##### ESTRATTO
Gli album del mese: Yungblud, The Summer Set, Tiny Moving Parts & more

Yungblud – Yungblud
(Geffen Records, 2 settembre 2022)
Uno degli idoli per i ragazzini alternativi d’oggigiorno, Yungblud arriva al terzo album, curiosamente self-titled, dopo un percorso che sin qui l’ha visto crescere in modo esponenziale specialmente nel giro dell’ultimo paio d’anni. Quello che si nota subito su Yungblud (il disco) è la grande varietà di stili, generi e approcci che l’artista inglese adotta; una varietà perfetta per la generazione a cui l’album si rivolge, che ha ormai superato la necessità delle distinzioni tra generi musicali. Vediamo così brani come The Funeral e Tissues che sono praticamente rivisitazioni in chiave moderna dei Cure, un pezzo come Cruel Kids che si avvicina a sonorità emo rap, o I Cry 2 che è la canzone che assomiglia ai The 1975 che tutti gli artisti inglesi devono per forza inserire nei propri album. In mezzo c’è spazio per un featuring con l’ormai onnipresente Willow e una ballad lenta e dolce come Sweet Heroine. È un disco fatto bene, estremamente commerciale e studiato apposta per massimizzare il proprio successo presso il pubblico di riferimento, ma non per questo privo di appeal o di godibilità per tutti.
The Summer Set – Blossom
(self-released, 9 settembre 2022)
##########
##### SEGMENTO DI DATI
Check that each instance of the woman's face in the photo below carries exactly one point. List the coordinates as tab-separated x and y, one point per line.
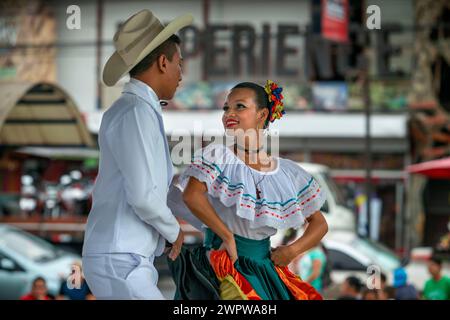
##########
= DESCRIZIONE DEL COMPITO =
Elenca tutti i titoli di canzoni nominati nella parte dell'estratto dedicata all'album di Yungblud.

= SOLUZIONE ESERCIZIO =
The Funeral
Tissues
Cruel Kids
I Cry 2
Sweet Heroine